═════ Фрагмент страницы
Неизвестная знаменитость
За всю жизнь он дал только два концерта в филармонии
За всю жизнь он дал только два концерта в филармонии. А меж тем музыка его звучала во множестве советских фильмов, причём ставших классикой: «Короткие встречи», «Долгие проводы», «Мама вышла замуж», «Чужие письма», «Два капитана»… Самый неизвестный и самый эпатажный советский и российский композитор. А по мнению многих музыкантов — последний абсолютный гений.
… Худая фигурка то ли мальчика, то ли старика, каштановые волосы до плеч, вязаная красная жилетка, надетая задом наперёд, потёртый плащ и лихо заломленный на бок бордовый берет. Идёт странный человек по Невскому, заворачивает на Садовую, бредёт по Моховой, по улице Чайковского, всё время что-то бормоча себе под нос и нетерпеливо взмахивая тонкими руками, похожими на крылья эльфа. Проходит Литейный мост и смотрит долгим взглядом на Петропавловку, на Смольный. На Финляндском вокзале садится в электричку и выходит в Комарово.
Раз-другой мелькнёт его бордовый берет яркой заплаткой среди сосен и исчезнет в маленьком доме. Кто же он? Композитор, написавший музыку более чем к ста советским и российским фильмам. Любимец Рихтера и Шостаковича. Петербургский гениальный сумасшедший — Олег Николаевич Каравайчук.
Его можно было принять за бомжа, если бы не одухотворённое лицо — лицо человека, полностью погружённого в музыку, ничего и никого не замечающего вокруг. Он носил чёрные очки и разговаривал фальцетом.
Интересно воспоминание о нём Дмитрия Горчева, прозаика и художника, члена Союза писателей Санкт-Петербурга:
«Давался как-то в городе Петербурге торжественный концерт по поводу какой-то важной даты — дня города, может быть, или чего-то там ещё. На концерте присутствовала сама Валентина Ивановна и другие замечательные люди. Состав выступающих на таких концертах не меняется уже много лет: мушкетёр Боярский в шляпе, добрый доктор Розенбаум, кудрявый композитор Корнелюк, пожилая, но по-прежнему сдобная Людмила Сенчина, ну, и бессмертные Эдита Пьеха (иногда с внуком) и Эдуард Хиль. В общем, чем богаты.
И тут вдруг внезапно выходит на сцену композитор Каравайчук… Если вообразить себе самый скверный характер, который возможно вообразить, то у композитора Каравайчука он ещё хуже. Живёт он в крошечной комнатке, в которой едва помещается рояль. За этим роялем он обедает и на нём же спит. Когда его приглашают куда-то выступить, он снимает с подушки свою единственную ни разу не стиранную наволочку для того, чтобы надевать её на голову во время выступления.
Тот, кто пригласил такого человека на торжественное мероприятие, наверняка понёс впоследствии самую суровую и совершенно заслуженную кару. Ибо это было актом чистейшего и неприкрытого вредительства. При Сталине за такое вообще расстреливали.
══════════
═════ Показанные записи
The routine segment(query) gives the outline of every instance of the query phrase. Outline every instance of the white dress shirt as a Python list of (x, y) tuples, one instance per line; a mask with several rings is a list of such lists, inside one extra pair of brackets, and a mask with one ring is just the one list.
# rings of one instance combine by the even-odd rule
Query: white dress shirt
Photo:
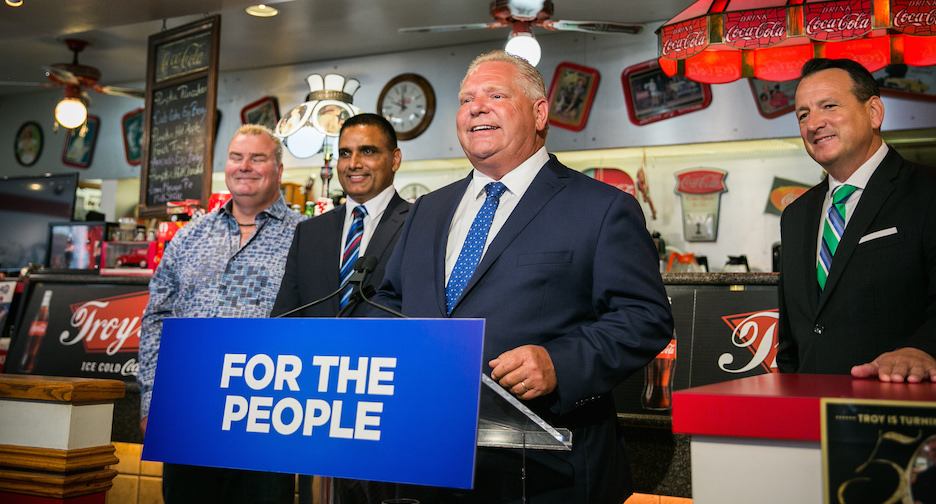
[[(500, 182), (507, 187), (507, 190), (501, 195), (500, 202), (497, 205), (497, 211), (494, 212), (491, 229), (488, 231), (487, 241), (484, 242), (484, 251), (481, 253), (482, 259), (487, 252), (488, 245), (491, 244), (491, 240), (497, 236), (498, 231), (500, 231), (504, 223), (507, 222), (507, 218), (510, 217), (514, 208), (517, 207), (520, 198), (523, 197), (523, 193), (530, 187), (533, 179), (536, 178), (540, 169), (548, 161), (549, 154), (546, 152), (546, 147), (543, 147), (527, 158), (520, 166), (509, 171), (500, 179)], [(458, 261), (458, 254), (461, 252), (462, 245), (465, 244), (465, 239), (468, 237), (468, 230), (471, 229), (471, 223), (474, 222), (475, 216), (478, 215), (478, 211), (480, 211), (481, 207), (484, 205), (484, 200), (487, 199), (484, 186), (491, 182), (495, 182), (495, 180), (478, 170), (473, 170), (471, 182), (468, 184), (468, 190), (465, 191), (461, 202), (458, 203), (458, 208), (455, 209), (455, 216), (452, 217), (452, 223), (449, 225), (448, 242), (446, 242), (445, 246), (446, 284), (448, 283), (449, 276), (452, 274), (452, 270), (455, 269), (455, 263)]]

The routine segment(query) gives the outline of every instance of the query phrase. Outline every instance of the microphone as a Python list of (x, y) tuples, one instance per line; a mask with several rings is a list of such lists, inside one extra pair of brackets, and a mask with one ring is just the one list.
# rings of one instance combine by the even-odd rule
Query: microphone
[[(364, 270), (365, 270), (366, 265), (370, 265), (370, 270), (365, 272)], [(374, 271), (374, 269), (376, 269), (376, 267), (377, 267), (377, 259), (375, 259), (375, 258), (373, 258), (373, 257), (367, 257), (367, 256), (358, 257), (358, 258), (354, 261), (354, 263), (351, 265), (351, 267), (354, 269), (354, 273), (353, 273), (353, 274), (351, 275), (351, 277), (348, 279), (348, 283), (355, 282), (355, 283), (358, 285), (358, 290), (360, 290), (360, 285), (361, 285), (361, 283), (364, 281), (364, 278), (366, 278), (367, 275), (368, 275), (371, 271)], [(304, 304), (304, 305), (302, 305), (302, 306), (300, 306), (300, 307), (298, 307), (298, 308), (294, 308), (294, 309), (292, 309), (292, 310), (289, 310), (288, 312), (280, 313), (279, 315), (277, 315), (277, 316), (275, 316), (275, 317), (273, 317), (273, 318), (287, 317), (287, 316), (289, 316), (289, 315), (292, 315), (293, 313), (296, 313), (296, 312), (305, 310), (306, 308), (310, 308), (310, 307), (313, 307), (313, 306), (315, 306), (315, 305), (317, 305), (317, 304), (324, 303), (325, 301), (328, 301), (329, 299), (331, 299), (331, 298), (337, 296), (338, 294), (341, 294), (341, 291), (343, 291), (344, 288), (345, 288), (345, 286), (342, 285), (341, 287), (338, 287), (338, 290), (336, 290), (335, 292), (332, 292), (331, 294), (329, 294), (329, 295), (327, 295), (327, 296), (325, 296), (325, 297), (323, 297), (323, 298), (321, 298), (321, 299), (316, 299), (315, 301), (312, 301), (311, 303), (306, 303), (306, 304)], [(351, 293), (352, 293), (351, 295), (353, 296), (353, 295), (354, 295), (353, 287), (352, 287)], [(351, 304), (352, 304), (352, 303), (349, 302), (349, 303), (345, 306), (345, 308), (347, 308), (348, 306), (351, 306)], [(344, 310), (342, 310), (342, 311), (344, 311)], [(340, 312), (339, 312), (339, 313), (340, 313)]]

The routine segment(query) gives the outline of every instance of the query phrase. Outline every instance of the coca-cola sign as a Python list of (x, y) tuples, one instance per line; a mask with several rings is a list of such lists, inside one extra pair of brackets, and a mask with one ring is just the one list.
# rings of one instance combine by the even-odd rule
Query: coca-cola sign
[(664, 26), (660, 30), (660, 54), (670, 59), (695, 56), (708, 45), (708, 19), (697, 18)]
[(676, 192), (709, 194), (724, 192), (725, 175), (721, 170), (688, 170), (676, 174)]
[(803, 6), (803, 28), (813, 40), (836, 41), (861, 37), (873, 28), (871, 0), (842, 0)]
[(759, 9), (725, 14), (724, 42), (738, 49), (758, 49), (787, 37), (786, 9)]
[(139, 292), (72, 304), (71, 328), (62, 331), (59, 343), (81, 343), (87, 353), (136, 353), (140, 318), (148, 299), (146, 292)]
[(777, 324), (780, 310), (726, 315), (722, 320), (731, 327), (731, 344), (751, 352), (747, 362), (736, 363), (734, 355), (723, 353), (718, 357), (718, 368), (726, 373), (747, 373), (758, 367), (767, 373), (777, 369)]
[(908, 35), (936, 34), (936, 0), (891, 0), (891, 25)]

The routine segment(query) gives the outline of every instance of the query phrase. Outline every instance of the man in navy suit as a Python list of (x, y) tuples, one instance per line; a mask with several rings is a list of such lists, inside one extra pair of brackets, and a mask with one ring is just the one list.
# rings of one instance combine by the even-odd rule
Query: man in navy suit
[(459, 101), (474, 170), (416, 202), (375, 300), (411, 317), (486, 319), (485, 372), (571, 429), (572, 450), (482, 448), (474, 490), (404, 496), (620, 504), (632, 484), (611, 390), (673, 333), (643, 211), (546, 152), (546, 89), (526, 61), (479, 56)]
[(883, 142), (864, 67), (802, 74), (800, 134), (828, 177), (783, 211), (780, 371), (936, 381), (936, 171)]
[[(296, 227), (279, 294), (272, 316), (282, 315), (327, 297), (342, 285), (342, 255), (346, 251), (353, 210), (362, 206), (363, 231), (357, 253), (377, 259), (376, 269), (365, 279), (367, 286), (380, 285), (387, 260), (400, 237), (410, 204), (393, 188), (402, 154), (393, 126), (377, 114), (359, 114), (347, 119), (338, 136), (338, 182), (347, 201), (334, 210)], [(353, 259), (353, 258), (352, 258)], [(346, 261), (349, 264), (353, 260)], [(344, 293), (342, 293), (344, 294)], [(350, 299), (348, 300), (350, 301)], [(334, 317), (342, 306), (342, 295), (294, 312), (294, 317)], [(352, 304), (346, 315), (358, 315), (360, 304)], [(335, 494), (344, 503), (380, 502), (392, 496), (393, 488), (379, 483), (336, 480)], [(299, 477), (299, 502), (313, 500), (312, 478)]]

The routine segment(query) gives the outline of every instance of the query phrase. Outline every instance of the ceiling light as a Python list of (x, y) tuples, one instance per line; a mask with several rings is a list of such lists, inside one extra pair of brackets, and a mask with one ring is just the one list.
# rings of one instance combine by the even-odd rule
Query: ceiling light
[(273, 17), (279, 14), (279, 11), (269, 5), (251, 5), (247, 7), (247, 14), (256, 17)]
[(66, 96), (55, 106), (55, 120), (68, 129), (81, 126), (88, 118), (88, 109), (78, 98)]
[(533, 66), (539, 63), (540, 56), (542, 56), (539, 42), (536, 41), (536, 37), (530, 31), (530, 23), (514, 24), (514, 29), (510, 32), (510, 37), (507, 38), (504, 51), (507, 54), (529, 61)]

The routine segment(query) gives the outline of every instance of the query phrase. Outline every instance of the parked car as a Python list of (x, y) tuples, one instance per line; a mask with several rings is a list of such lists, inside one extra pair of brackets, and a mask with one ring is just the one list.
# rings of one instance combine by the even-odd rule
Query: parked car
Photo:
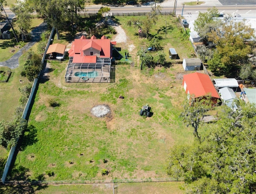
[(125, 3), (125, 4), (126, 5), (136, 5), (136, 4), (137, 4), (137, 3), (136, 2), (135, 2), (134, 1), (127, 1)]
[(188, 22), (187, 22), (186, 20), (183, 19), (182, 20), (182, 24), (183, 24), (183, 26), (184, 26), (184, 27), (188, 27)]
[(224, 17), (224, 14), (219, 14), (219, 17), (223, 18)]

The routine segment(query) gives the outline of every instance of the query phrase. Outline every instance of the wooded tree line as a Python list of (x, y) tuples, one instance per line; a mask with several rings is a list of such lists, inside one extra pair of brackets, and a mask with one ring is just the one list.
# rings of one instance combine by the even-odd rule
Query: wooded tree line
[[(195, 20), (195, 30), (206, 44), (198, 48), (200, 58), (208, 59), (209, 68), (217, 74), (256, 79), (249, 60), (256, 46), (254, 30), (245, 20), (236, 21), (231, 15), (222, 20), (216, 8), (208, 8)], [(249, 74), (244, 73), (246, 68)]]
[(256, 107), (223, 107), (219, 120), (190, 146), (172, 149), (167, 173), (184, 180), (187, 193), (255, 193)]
══════════
_Что нужно сделать:_
[a] К скольким фильмам, согласно фрагменту страницы, Олег Николаевич Каравайчук написал музыку?
[b] Перепишите из фрагмента страницы отрывок от слов «Раз-другой мелькнёт его» до слов «Олег Николаевич Каравайчук.» включительно.

_Решения:_
[a] Более чем к ста советским и российским фильмам.

[b]
Раз-другой мелькнёт его бордовый берет яркой заплаткой среди сосен и исчезнет в маленьком доме. Кто же он? Композитор, написавший музыку более чем к ста советским и российским фильмам. Любимец Рихтера и Шостаковича. Петербургский гениальный сумасшедший — Олег Николаевич Каравайчук.